# [PROBLEM DETAILS]
Retype the listing below line for line, with no changes to its wording, numbers, or spacing.

# [STORED DATA]
>> START

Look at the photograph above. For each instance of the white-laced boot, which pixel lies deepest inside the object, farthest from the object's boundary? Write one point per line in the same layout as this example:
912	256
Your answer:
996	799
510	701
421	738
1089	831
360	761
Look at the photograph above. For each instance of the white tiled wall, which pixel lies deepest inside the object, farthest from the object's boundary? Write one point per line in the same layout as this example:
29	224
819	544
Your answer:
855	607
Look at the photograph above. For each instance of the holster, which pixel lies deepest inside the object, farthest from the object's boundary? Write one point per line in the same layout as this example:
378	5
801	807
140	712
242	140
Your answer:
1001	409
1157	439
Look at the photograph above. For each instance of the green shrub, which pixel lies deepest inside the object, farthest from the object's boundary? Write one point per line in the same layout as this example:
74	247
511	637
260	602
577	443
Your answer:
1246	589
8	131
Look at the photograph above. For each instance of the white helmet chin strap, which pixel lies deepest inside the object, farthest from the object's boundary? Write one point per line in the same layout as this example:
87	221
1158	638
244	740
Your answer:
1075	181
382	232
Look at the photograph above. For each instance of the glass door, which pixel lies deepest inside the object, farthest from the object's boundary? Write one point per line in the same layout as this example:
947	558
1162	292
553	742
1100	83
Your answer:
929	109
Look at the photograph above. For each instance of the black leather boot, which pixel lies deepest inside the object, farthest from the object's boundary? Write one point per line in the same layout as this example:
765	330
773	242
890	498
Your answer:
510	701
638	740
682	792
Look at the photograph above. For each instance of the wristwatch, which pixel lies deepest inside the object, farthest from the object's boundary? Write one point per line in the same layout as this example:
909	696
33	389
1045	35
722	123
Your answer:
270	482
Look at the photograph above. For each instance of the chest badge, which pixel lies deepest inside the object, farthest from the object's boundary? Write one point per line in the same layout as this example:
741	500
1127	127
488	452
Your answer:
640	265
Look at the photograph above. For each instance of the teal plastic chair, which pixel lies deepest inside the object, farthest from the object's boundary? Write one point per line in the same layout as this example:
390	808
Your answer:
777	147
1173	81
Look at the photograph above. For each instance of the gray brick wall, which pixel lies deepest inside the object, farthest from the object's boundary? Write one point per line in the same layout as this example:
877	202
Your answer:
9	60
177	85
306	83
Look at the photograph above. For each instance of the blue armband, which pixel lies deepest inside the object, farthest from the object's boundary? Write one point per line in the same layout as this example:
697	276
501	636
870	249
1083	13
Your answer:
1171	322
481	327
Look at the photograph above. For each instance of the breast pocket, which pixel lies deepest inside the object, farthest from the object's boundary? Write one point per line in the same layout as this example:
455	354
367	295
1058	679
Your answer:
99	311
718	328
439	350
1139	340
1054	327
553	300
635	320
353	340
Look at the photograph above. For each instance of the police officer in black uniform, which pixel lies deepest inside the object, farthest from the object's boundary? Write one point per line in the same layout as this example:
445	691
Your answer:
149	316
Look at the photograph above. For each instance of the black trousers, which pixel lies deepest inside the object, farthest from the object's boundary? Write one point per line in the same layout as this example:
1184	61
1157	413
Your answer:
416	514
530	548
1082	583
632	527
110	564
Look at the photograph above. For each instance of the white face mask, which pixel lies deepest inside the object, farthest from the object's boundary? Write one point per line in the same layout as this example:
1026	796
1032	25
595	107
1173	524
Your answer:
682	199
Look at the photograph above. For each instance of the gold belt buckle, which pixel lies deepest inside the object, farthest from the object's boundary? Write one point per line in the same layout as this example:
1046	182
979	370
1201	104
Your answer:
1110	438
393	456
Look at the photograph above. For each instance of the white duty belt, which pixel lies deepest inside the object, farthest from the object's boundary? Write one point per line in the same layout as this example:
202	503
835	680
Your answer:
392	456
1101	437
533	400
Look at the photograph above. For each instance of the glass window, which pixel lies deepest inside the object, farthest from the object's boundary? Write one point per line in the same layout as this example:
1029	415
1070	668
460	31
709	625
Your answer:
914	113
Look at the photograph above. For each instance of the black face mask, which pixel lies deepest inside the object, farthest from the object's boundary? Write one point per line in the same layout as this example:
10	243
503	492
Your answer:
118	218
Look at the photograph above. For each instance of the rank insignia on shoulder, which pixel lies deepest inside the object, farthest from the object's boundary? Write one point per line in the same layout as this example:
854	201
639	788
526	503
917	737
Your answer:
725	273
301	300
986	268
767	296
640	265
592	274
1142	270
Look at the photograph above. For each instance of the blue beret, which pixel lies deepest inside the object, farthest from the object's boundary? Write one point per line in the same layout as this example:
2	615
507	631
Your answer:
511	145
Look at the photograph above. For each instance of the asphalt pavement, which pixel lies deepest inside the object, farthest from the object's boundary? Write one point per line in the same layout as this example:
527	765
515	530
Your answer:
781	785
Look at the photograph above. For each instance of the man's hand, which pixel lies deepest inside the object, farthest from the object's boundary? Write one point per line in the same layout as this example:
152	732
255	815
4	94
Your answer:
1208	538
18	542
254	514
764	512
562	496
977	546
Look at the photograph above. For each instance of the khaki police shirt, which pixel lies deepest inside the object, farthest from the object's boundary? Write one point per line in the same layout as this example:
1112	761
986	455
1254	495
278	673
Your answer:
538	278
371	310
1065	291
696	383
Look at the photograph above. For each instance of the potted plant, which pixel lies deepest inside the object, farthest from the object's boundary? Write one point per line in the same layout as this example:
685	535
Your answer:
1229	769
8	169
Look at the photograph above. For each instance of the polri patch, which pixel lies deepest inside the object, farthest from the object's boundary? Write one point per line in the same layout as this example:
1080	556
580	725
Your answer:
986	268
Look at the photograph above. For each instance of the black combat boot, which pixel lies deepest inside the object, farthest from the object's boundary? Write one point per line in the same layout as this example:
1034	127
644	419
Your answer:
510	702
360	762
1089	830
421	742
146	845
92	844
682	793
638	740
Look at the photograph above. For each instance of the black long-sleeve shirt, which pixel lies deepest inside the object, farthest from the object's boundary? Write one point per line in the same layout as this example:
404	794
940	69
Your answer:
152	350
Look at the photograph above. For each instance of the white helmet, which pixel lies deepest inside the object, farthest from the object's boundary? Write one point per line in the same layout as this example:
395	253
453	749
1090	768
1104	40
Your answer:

>> END

# [THE SOLUTION]
Look at the photograph above. For each instance of the white-laced boot, which pixel lies deepest inside the object, farthest from the object's boundary? Write one point per line in the same layout as this example:
912	256
Your answer:
996	799
510	701
421	738
1089	831
360	761
Look at the photograph above. For each instance of the white tiled wall, which pixel lies deepest inside the object, farthest from the object's boundary? Write one point per line in the same layout as this example:
29	224
819	544
Your answer:
855	607
Look at the photograph above. For each instance of the holster, which pixel lies deepest inside the object, farthest from the object's boundary? Write one point per line in the same layout as this example:
378	5
801	807
140	712
242	140
Your answer:
1001	409
1157	439
Look at the photograph above. For each instance of the green shrub, which pixel lies deepest inside the object, farthest from the object's boundary? Write one point per line in the same layout as this example:
74	247
511	637
260	602
577	443
Your answer:
1246	589
8	131
Look at the photograph above. For each instance of the white helmet chin strap, which pixel lies deepest inside the object, farthest from the object's boundary? Write one point per line in the same layout as this example:
87	221
1158	638
244	740
Your answer:
1075	181
382	232
Look at the photograph above. For each instance of the glass door, which pixel lies deepest inside the object, farthest from the object's boundary? Write one point per line in the same layout as this example:
947	558
1162	292
553	742
1100	83
Your answer:
929	109
Look at the photograph above. For each instance of the black leather boot, which pixel lies deepest inside the object, farthest from the object's boundary? Write one point per line in the same layout as this example:
765	330
773	242
890	498
Your answer:
510	701
638	740
682	792
Look at the photograph above. For each instance of the wristwatch, which pixel lies deepest inside the object, farthest from the object's boundary? Write one point per line in the same layout as this example:
909	696
33	389
1045	35
722	123
Your answer:
270	482
Look at the photograph above. For each instance of the chest badge, which pixel lies deepest inside the object, farthest from the object's boundary? Write one point per line in the same layout as this example:
741	500
1127	127
488	452
Your answer:
640	265
Look at the photograph above. For each instance of the teal plastic chair, which pixel lies deepest inside the object, farthest from the object's boundary? Write one point per line in the same layout as this example:
390	808
Your answer:
777	147
1173	81
Look at the photograph above. For each instance of the gray brick wall, which pixel lies deepest inside the object, farthest from the object's boundary? Write one point per line in the same layout as this example:
877	202
Your answer:
9	60
177	85
306	83
Look at the photograph above. For each instance of the blue armband, which pixel lies deepest inside the object, farthest from the object's boundary? Write one point per line in the same layout as this example:
697	276
501	636
870	249
1083	13
Your answer:
1171	322
481	327
Look at the photograph above. For each instance of the breast pocket, which pixel lies deepest inside the object, farthest from the object's boundary? Write one point per line in the same layout as this example:
455	354
367	295
1058	679
Your answer:
99	311
718	328
439	350
1139	340
1054	327
553	300
635	320
353	340
Look at the photograph above. For each instance of the police officer in black uniform, which pixel lies deepest inside the object, farthest from the object's boundary? Write one point per line in the same layout as this example:
445	691
Your answer:
149	316
Look at the photograph above. For each instance of the black trousers, which pixel lies deepest inside the object, farthest from the object's boundary? Write one point per line in the same layout as this example:
1184	61
1157	413
Your answer:
416	514
530	548
1082	583
632	527
110	564
Look at the photograph above. For each instance of the white face mask, which pixel lies deepest inside the object, farthest from the object's boundary? Write one point per line in the same layout as this example:
1026	796
1032	25
595	107
1173	524
Your answer:
682	199
Look at the photograph above. For each instance of the gold belt buckle, which pixel lies deepest inside the object, farthest from the object's boundary? Write one point per line in the same layout as this example:
1046	182
979	370
1201	104
Your answer:
1110	438
393	456
Look at the photograph above. For each instance of the white duty belt, which pixel lies deepest inside the object, farthest from the object's boundary? Write one point per line in the same layout as this example:
202	503
835	680
Your answer:
392	456
1101	437
533	400
Look at the photograph above. For each instance of the glass window, which pixel lies deepest inside the object, farthest from the object's boundary? Write one point per line in the same layout as this example:
1029	415
1070	668
460	31
709	625
Your answer:
914	113
Look at the photograph above. For each instance of the black face mask, which pixel lies deepest inside the object, farthest from the object's boundary? Write one point per line in the same layout as this example:
10	243
503	492
Your answer:
118	218
Look at the photograph above. For each instance of the rank insignia on shoulder, which pixel lies deepest inside the object, farthest from the object's boundary? Write one point per line in the same layout as this example:
854	201
639	788
526	503
917	737
Your answer:
725	273
301	300
986	268
767	296
640	265
592	274
1142	270
Look at the photograph above. For each instance of the blue beret, which pixel lies deepest inside the object, farthest from the object's boundary? Write one point per line in the same layout as this example:
2	615
507	631
Your answer:
511	145
Look at the photograph above. For each instance of the asphalt pavement, which pixel lies deepest inside the object, farthest from the object's boundary? Write one point per line in the same layout as this example:
527	765
515	530
Your answer:
781	785
Look at the photograph above. For each instance of the man's hand, which pixel lies deepest inside the object, farthest from the object's boundary? Write one point per line in the same layout as this example:
152	732
255	815
4	94
Your answer:
1208	538
18	542
254	514
764	512
562	496
977	546
Look at the photograph above. For each instance of the khaki police shirt, which pixel lies deepest inside the object, farthest from the object's boundary? Write one point per line in the same layout as this example:
1112	761
986	455
1254	495
278	673
Your answer:
538	278
371	310
1065	291
696	383
Look at the photograph above. For each instance of the potted plant, which pixel lies deepest inside the object, farthest from the object's boundary? Write one point per line in the same layout as this example:
685	535
Your answer:
1229	769
8	169
Look at the photograph above. For each instance of the polri patch, which pixel lies deepest inside the object, farthest from the object's boundary? Write one point per line in the same layout as this example:
1080	556
580	725
Your answer:
986	268
Look at the photograph above. For each instance of the black combat boot, which pixel lies deepest inside the object, farthest from the object's boundary? Write one point per line in the same layout as this example:
1034	127
644	419
Your answer:
510	702
360	762
1089	830
421	742
146	845
92	844
682	793
638	740
Look at the photograph above. For each instance of the black long-sleeve shirt, which pixel lies deepest inside the object, farthest from the object's boundary? Write one point per line in the same layout as this example:
404	794
940	69
Your answer:
152	350
Look at the photograph above. For each instance of the white helmet, which pixel lies deepest inside the object, farthest from the object's boundary? Write one point per line in the same layout as this example:
395	253
453	749
1090	768
1104	40
Your answer:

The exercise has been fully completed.